Stored records
- - -

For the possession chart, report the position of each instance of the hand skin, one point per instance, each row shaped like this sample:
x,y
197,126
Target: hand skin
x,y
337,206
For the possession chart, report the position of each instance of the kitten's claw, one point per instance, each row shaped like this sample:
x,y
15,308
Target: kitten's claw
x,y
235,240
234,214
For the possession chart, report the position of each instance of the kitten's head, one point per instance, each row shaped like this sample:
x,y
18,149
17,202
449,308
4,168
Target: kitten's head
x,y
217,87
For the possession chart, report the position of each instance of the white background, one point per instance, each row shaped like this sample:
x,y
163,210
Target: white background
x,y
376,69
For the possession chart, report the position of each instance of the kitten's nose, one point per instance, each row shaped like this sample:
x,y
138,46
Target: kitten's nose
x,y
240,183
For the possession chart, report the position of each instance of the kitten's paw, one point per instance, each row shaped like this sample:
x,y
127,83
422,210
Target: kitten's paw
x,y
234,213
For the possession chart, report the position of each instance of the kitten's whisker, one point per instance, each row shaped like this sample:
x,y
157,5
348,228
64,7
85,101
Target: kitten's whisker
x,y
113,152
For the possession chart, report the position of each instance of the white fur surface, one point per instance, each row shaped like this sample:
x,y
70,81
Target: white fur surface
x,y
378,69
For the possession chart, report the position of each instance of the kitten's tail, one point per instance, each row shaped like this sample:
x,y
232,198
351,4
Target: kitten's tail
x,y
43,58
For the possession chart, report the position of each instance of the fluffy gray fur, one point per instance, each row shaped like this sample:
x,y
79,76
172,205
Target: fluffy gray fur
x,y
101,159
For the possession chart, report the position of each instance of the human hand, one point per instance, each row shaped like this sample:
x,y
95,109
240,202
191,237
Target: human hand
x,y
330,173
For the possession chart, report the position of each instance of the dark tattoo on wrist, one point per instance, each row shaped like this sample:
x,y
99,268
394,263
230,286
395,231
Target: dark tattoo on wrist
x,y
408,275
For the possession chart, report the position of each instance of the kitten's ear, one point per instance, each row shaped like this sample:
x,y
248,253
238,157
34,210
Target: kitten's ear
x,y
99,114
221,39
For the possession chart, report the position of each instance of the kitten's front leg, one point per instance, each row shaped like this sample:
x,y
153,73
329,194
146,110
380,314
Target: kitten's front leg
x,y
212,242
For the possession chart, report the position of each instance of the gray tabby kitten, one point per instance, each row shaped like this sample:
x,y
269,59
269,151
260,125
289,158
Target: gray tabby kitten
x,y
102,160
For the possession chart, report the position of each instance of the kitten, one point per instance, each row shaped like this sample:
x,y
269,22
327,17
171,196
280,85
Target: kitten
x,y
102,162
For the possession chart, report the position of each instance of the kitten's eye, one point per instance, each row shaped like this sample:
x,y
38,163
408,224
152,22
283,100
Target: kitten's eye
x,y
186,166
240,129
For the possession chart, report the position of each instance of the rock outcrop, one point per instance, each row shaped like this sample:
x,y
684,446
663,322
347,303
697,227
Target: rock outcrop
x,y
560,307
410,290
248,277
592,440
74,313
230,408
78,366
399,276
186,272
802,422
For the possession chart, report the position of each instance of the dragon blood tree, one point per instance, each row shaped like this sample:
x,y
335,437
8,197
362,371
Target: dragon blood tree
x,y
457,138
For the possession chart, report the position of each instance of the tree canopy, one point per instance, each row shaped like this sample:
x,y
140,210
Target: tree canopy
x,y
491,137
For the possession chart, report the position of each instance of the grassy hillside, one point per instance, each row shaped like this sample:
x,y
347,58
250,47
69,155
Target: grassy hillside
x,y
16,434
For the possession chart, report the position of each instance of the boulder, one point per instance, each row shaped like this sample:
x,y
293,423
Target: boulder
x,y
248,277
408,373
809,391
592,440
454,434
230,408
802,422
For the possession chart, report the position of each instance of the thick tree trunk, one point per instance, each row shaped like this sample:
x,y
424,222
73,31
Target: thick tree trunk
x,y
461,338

- - -

_Problem requirements:_
The data, all of it, should be transcribed exactly.

_Written answer:_
For the possession chart, report the position of each instance of the hand skin, one point per instance, each row shaped like this sample:
x,y
197,126
Target: hand skin
x,y
337,206
For the possession chart, report the position of each instance of the kitten's claw, one point per instance, each row shaped like this sample:
x,y
15,308
Target: kitten's claw
x,y
235,240
234,214
For the possession chart, report the position of each instance of the kitten's head, one point per instance, each row shaped like this sample:
x,y
18,149
17,202
449,308
4,168
Target: kitten's head
x,y
217,87
For the possession chart, report the position of each instance of the white background, one point per instance, each row shaped like this sample:
x,y
163,210
Target: white background
x,y
376,69
For the possession chart, report the position of each instance of the kitten's nose, one point per instance, each row shaped like this sample:
x,y
138,46
Target: kitten's nose
x,y
240,183
For the possession chart, report the position of each instance of the kitten's paw, one point per instance, each row shaped like this sample:
x,y
127,83
422,210
Target: kitten's paw
x,y
234,213
For the possession chart, report the position of each instance of the kitten's whisker, one point per instance, each row shaped like this sample:
x,y
157,5
348,228
64,7
85,101
Target: kitten's whisker
x,y
113,152
For the possession chart, report the position of each instance of the white fur surface, one point per instance, each row shaped like this sample:
x,y
70,81
Target: white fur surface
x,y
378,69
For the possession chart, report the position of each instance of the kitten's tail, one point per instance, each row shaped like this sample:
x,y
232,198
351,4
Target: kitten's tail
x,y
43,58
For the possession chart, report the position of each instance of the fluffy gray fur, one point per instance, each row shaped like this sample:
x,y
79,76
172,205
Target: fluffy gray fur
x,y
101,159
For the possession chart, report the position of each instance of the human hand, one point per instance, each row shaped like this sample:
x,y
95,109
240,202
191,237
Target: human hand
x,y
330,173
For the possession chart, report the position of each instance of the dark tattoo on wrist, one point per instance, each row shaped like this sample:
x,y
99,268
394,263
230,286
395,231
Target: dark tattoo on wrist
x,y
408,275
For the possession chart, report the position of each instance of the kitten's ear, one point per instance, each row shaped like this sample:
x,y
248,253
238,157
34,210
Target: kitten's ear
x,y
99,114
221,39
For the possession chart, report the position of each instance of the kitten's front leg, one point per instance, each row shaped like this sample:
x,y
153,73
329,194
146,110
380,314
Target: kitten's front leg
x,y
212,242
For the possession chart, report the position of each instance of the gray tabby kitten, one point per instance, each row shaped like this sample:
x,y
269,59
269,151
260,125
289,158
Target: gray tabby kitten
x,y
102,160
For the possession chart, report the position of each instance of the kitten, one point per instance, each row shaped like this sample:
x,y
269,22
327,17
171,196
280,85
Target: kitten
x,y
102,162
For the possession chart, report the position of each instance of the kitten's eye, one point per instance, each row shaped like this sample:
x,y
38,163
408,224
152,22
283,100
Target: kitten's eye
x,y
186,166
240,129
For the possession chart, report the position of each instance of the rock outcrop, one point per instance, each row shaped like this sample:
x,y
684,446
663,322
347,303
697,227
Target: rock outcrop
x,y
560,307
410,290
248,277
592,440
74,313
230,408
78,366
399,276
186,272
802,422
For the possession chart, report the position of each instance of the dragon blood tree, one point per instance, each row shaped like this sample:
x,y
335,437
8,197
362,371
Target: dragon blood tree
x,y
457,138
For the possession chart, report the position of each instance of the tree canopy, one point per instance, each row shaped like this sample:
x,y
140,210
Target: tree canopy
x,y
491,137
For the possession chart, report the position of each instance of the grassy hillside, one point per instance, each row shaped like this sample:
x,y
347,58
250,47
69,155
Target: grassy hillside
x,y
16,434
For the possession chart, report the position of each instance of the boulder, one point per instance, each row shaped like this sample:
x,y
293,423
Target: boulder
x,y
248,277
408,373
809,391
592,440
454,434
230,408
802,422
For the possession chart, report the position of each instance of the thick tree trunk, one point per instance, each row shaped like this sample:
x,y
424,222
73,31
Target: thick tree trunk
x,y
461,338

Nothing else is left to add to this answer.